**REQUIRED ACTION:** With pictures excluded, give again exactly the lines running from the one holding "the white bollard" through the end of the listing below.
── DATA FOR THE TASK
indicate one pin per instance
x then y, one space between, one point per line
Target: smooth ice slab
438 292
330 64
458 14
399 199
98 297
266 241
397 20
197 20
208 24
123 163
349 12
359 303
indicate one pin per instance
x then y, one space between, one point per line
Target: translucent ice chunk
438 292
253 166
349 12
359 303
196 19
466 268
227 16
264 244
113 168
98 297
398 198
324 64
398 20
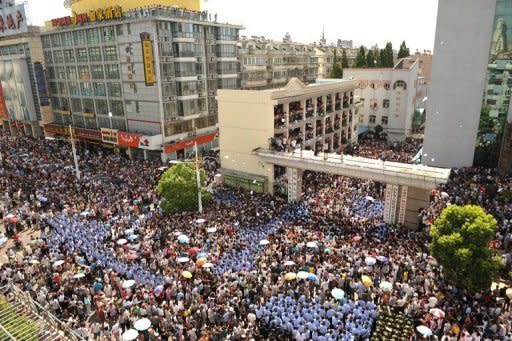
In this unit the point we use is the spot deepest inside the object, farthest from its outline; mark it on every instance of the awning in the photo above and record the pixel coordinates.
(189, 143)
(418, 117)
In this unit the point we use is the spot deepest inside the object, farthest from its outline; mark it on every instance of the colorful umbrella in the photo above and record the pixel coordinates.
(290, 276)
(367, 281)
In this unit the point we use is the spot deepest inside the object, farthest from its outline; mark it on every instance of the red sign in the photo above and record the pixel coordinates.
(128, 139)
(3, 107)
(189, 143)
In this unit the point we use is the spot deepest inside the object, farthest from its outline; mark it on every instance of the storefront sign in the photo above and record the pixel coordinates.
(147, 57)
(13, 20)
(109, 135)
(128, 140)
(3, 107)
(87, 134)
(100, 14)
(189, 143)
(41, 84)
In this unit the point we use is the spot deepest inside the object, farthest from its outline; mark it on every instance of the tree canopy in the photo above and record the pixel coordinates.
(404, 51)
(178, 188)
(460, 243)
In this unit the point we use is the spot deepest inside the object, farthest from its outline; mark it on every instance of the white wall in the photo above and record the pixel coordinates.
(463, 35)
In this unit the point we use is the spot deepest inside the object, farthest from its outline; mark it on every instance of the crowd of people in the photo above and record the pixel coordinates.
(251, 267)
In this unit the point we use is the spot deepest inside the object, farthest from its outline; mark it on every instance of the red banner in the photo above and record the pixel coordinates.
(189, 143)
(128, 139)
(3, 107)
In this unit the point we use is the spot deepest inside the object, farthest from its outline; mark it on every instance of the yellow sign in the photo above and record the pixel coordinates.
(147, 57)
(100, 14)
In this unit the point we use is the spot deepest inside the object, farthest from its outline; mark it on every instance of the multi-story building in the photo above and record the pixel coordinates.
(139, 79)
(271, 64)
(24, 101)
(469, 119)
(321, 117)
(389, 97)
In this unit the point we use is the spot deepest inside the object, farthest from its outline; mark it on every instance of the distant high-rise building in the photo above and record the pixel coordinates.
(468, 112)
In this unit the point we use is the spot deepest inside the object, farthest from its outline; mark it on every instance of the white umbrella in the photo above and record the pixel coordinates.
(130, 334)
(183, 259)
(370, 261)
(337, 293)
(128, 284)
(312, 245)
(386, 286)
(302, 275)
(437, 313)
(424, 330)
(58, 263)
(142, 324)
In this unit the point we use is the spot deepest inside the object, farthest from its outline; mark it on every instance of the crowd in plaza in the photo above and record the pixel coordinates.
(111, 265)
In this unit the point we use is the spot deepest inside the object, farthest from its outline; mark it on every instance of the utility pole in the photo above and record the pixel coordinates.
(198, 178)
(77, 171)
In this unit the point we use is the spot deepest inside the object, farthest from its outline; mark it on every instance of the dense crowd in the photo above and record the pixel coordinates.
(252, 266)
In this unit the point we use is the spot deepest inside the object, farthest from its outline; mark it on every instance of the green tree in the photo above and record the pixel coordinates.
(460, 243)
(178, 188)
(344, 59)
(386, 56)
(370, 59)
(404, 51)
(337, 70)
(361, 57)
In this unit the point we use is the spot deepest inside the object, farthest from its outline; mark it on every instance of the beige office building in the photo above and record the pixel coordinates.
(321, 117)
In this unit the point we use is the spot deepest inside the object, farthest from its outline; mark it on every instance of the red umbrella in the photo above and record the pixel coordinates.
(193, 251)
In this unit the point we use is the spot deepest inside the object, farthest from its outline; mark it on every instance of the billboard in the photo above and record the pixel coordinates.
(147, 58)
(13, 20)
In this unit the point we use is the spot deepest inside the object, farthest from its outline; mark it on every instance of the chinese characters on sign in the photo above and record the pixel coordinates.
(12, 20)
(100, 14)
(147, 57)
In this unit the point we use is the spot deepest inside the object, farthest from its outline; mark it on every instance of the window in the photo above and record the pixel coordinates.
(400, 84)
(110, 53)
(57, 57)
(114, 89)
(69, 56)
(112, 71)
(99, 89)
(97, 72)
(92, 36)
(95, 54)
(81, 55)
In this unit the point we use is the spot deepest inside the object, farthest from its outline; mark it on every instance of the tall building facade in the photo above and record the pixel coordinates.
(143, 80)
(390, 97)
(271, 64)
(24, 100)
(460, 72)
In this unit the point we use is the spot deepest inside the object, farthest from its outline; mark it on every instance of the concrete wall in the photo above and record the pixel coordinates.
(463, 35)
(246, 121)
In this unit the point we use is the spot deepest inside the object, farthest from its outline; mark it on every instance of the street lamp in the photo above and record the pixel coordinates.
(110, 119)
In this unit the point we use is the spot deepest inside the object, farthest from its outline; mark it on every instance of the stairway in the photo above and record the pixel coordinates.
(20, 320)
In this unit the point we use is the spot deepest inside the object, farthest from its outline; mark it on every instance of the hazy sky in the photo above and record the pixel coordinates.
(366, 22)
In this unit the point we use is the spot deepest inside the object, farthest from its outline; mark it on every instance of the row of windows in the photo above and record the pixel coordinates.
(82, 37)
(373, 119)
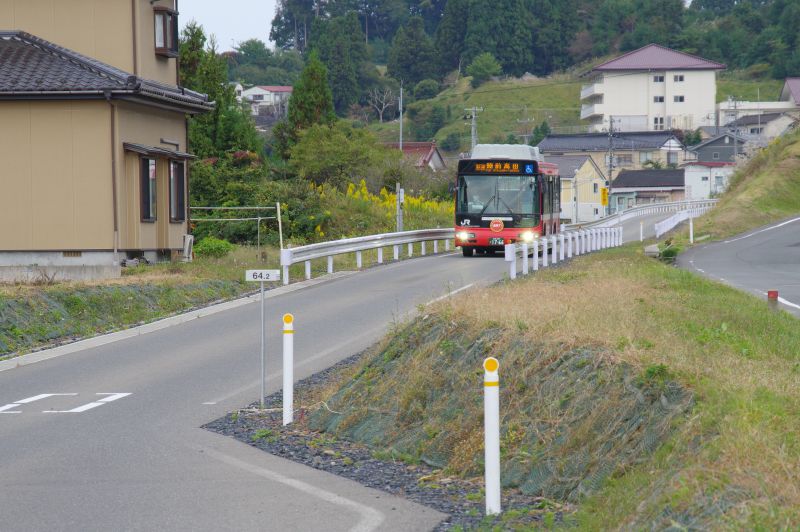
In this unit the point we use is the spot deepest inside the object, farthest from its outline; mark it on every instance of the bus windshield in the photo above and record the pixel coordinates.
(496, 194)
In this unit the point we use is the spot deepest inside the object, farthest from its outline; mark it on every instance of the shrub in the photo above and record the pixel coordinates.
(425, 89)
(483, 67)
(213, 247)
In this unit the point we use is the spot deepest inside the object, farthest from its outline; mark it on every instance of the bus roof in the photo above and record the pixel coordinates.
(521, 152)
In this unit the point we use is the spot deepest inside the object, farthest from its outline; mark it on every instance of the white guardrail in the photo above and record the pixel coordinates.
(559, 246)
(574, 239)
(310, 252)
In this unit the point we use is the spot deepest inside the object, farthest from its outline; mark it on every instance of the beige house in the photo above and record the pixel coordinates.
(94, 137)
(580, 173)
(621, 151)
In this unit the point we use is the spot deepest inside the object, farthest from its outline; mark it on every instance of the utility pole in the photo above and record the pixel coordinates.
(610, 160)
(401, 115)
(474, 111)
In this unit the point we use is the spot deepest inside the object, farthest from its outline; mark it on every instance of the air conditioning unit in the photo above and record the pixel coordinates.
(188, 248)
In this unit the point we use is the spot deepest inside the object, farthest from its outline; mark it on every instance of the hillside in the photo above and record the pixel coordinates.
(516, 106)
(764, 191)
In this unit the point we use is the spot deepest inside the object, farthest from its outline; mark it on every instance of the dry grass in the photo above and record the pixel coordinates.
(741, 360)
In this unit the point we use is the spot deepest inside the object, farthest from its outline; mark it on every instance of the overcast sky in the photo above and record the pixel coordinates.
(232, 21)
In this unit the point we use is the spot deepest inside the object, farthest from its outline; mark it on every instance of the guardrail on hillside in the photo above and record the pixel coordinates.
(645, 210)
(357, 245)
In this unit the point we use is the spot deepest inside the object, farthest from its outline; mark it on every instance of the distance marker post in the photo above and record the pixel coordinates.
(288, 368)
(491, 419)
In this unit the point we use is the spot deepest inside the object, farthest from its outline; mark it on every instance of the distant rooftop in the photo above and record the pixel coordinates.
(657, 57)
(635, 140)
(650, 179)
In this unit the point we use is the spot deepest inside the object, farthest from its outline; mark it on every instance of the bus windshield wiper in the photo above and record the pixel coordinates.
(486, 205)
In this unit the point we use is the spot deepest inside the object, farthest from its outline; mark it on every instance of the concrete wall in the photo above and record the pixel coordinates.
(56, 177)
(142, 125)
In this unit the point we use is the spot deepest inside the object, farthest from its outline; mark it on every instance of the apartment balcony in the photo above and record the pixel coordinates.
(592, 91)
(591, 110)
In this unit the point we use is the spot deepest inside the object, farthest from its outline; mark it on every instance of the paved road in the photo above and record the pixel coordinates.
(100, 460)
(761, 260)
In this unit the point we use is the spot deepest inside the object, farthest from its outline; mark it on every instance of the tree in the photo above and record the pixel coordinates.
(412, 57)
(483, 67)
(381, 99)
(311, 103)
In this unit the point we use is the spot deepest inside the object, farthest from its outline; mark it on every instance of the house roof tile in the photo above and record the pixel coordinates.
(649, 178)
(33, 67)
(657, 57)
(641, 140)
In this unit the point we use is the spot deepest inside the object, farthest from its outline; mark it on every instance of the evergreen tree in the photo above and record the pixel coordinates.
(311, 103)
(412, 57)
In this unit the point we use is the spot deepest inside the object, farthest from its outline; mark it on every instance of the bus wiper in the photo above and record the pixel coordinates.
(486, 205)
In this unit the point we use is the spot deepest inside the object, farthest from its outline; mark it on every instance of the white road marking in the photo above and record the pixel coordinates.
(41, 396)
(449, 294)
(89, 406)
(371, 518)
(761, 231)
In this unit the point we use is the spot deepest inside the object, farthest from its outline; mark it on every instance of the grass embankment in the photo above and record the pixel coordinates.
(651, 396)
(764, 191)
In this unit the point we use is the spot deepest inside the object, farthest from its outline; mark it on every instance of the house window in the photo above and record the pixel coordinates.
(177, 192)
(148, 187)
(166, 30)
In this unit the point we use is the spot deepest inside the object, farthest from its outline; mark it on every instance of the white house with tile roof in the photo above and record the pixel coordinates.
(651, 89)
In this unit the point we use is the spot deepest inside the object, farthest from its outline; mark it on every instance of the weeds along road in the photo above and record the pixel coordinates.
(78, 453)
(764, 259)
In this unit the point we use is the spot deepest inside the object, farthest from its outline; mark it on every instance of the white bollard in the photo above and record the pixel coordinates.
(524, 258)
(511, 259)
(288, 369)
(545, 251)
(491, 434)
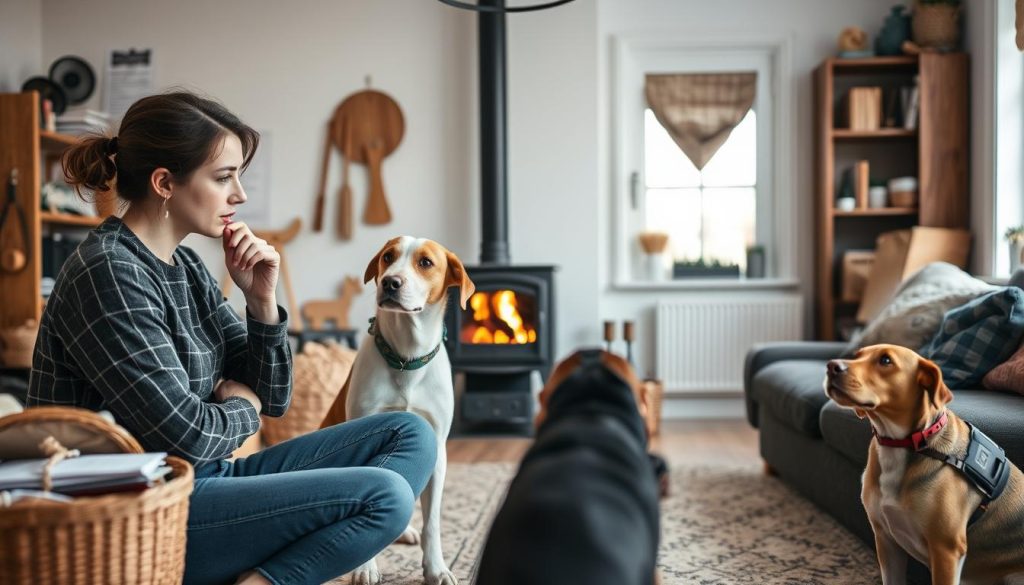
────
**ANSWER SECTION:**
In this unit the point we use is the spot deepest inside the object, farthest from its outline; mark it on every instance of the white bollard in the photo above and record the pixel coordinates.
(524, 258)
(511, 259)
(288, 369)
(545, 251)
(491, 434)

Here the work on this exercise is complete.